**YOUR TASK**
Return every line from the one with "Target: street lamp post" through the one with "like [[193, 23]].", inclusive, exactly as it appears below.

**Stored data entries**
"""
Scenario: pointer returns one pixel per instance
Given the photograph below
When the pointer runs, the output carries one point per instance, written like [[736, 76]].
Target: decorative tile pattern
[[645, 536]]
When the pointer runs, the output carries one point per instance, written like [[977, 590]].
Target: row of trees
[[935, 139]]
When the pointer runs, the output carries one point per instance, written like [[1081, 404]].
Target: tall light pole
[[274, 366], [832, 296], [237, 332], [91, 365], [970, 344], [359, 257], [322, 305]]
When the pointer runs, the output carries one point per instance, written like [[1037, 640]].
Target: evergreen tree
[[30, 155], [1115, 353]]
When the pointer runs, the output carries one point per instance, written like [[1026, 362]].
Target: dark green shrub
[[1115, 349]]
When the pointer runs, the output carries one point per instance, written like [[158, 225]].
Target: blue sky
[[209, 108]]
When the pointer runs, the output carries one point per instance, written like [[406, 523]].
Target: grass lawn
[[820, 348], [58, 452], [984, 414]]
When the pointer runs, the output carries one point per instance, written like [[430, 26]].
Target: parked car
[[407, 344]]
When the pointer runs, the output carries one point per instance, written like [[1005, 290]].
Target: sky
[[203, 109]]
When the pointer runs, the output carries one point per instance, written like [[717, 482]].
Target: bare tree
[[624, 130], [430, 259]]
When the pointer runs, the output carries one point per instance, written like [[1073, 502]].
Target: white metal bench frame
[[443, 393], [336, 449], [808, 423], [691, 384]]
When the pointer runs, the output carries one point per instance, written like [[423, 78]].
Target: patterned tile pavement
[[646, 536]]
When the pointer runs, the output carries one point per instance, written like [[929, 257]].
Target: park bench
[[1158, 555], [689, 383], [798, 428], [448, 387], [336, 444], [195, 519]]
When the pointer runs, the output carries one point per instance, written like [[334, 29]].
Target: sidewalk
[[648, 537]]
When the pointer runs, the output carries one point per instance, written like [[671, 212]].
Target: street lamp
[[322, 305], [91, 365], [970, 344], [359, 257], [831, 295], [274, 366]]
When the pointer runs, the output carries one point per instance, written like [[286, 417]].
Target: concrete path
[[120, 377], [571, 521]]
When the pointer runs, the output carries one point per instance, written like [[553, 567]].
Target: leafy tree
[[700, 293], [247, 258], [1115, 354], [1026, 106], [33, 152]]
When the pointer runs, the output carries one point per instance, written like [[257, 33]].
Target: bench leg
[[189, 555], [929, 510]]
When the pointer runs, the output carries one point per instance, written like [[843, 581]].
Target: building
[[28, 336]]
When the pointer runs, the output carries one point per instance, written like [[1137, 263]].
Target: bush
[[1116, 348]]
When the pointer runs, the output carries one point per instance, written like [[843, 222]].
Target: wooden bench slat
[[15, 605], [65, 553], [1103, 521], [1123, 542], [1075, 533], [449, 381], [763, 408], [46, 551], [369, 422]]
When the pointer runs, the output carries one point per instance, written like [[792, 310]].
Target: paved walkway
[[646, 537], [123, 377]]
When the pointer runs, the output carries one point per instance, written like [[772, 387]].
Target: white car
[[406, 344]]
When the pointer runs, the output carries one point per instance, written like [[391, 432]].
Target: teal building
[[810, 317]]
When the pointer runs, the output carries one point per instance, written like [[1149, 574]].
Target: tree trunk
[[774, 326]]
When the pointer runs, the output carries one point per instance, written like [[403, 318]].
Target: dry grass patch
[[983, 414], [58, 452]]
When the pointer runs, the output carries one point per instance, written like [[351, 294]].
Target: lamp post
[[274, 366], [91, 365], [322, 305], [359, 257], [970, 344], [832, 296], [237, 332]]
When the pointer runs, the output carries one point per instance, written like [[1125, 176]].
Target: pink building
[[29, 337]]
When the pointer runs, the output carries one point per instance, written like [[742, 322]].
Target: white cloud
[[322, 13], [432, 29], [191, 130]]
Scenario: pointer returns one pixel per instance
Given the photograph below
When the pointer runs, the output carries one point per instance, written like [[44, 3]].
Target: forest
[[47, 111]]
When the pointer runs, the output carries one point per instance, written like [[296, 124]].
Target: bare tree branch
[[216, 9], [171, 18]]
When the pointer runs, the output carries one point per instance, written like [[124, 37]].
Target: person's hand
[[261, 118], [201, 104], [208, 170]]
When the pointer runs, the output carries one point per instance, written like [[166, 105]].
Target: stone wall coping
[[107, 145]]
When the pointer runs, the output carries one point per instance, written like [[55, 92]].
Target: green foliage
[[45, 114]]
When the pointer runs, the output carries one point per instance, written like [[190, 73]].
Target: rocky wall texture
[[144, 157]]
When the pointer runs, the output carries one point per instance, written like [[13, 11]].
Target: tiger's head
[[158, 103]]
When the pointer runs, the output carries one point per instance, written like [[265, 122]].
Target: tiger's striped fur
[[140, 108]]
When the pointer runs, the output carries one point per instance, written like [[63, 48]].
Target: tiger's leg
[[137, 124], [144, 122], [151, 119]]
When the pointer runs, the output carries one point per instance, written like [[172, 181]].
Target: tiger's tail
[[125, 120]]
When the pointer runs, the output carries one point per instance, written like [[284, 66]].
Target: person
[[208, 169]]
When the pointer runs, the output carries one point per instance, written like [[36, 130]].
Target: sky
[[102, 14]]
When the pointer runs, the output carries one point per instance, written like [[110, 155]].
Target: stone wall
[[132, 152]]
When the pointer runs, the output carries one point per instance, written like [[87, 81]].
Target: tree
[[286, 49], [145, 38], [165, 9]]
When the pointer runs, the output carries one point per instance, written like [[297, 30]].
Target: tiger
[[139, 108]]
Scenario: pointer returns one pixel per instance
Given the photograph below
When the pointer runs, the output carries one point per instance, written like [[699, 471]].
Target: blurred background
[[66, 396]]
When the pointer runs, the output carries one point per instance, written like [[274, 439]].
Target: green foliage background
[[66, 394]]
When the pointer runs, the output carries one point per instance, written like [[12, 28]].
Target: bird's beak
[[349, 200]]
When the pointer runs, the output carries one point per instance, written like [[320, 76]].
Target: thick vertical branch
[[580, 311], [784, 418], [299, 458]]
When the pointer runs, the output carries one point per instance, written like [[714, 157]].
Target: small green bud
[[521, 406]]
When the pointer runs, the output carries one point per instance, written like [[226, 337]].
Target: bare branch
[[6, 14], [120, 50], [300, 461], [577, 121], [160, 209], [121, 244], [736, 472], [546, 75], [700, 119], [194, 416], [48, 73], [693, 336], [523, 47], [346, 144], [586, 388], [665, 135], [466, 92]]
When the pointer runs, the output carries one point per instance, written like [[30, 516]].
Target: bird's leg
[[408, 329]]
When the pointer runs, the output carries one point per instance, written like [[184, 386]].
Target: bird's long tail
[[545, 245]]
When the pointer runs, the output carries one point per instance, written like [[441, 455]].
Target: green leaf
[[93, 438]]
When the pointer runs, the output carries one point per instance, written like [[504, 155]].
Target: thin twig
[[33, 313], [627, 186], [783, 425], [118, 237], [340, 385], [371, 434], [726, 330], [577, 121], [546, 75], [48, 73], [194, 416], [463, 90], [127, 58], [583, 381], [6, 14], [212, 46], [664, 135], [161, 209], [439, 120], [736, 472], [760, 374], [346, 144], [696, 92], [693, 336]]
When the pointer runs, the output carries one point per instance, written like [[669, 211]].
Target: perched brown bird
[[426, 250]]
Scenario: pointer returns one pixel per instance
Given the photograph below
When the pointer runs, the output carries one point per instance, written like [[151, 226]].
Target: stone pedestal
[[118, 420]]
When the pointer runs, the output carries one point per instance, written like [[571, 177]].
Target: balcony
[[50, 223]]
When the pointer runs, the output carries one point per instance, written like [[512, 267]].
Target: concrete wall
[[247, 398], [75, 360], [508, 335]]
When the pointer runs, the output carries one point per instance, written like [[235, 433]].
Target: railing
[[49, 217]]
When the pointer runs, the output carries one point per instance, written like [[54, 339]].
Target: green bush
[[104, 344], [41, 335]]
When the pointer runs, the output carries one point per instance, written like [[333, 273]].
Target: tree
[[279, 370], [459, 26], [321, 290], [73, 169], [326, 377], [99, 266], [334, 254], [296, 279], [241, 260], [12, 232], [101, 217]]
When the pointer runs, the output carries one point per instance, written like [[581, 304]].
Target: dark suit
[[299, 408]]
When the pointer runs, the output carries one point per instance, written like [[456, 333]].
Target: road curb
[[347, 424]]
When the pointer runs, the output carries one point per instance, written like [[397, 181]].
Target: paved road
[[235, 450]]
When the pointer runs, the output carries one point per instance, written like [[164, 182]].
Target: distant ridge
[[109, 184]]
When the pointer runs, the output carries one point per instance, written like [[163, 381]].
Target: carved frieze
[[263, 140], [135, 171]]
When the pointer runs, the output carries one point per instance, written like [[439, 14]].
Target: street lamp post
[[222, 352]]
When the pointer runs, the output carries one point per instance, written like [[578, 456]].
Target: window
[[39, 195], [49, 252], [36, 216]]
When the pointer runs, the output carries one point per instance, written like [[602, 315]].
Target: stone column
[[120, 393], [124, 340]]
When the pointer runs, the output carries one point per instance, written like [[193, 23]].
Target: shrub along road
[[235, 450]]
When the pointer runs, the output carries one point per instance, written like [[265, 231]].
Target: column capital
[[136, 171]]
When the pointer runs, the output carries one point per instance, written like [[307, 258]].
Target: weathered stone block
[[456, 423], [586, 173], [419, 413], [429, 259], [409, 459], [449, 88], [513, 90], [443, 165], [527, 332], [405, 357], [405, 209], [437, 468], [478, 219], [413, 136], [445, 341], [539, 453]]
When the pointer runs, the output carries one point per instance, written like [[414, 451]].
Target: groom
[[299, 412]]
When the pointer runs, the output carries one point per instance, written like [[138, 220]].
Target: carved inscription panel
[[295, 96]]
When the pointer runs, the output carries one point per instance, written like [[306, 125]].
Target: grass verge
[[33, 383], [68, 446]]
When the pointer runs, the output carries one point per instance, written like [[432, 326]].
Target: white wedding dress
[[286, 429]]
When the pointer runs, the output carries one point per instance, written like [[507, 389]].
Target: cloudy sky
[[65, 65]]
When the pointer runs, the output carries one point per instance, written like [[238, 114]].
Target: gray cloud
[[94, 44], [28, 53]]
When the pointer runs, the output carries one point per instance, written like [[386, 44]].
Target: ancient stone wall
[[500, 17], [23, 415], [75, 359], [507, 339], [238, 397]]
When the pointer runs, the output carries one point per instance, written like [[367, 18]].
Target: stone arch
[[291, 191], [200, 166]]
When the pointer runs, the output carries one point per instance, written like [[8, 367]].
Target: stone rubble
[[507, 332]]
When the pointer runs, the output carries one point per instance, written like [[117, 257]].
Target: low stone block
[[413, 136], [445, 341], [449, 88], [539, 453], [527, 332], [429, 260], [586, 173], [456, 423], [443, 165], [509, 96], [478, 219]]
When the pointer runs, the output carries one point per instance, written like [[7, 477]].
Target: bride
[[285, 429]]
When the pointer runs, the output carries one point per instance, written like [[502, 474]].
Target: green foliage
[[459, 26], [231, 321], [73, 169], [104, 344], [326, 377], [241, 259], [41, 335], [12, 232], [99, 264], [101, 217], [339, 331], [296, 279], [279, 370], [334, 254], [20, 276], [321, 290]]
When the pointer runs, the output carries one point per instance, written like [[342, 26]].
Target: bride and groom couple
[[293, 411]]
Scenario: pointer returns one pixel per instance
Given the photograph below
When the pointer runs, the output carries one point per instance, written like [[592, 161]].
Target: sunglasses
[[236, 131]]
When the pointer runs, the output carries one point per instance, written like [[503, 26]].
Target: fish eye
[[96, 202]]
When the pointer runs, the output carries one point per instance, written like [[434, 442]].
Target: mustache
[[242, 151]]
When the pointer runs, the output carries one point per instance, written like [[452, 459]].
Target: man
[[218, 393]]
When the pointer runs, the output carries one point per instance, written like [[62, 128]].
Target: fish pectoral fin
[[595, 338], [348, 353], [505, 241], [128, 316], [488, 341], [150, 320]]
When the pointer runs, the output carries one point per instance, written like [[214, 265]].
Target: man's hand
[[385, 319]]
"""
**EXERCISE OUTPUT**
Target: street lamp post
[[222, 352]]
When the pointer runs, the output carries one point per instance, written like [[578, 456]].
Target: window
[[39, 195], [49, 252], [36, 216]]
When the pointer runs, the output carries one point per instance, written like [[602, 315]].
Target: stone column
[[120, 393], [124, 340]]
When the pointer runs, the output carries one point per instance, written like [[193, 23]].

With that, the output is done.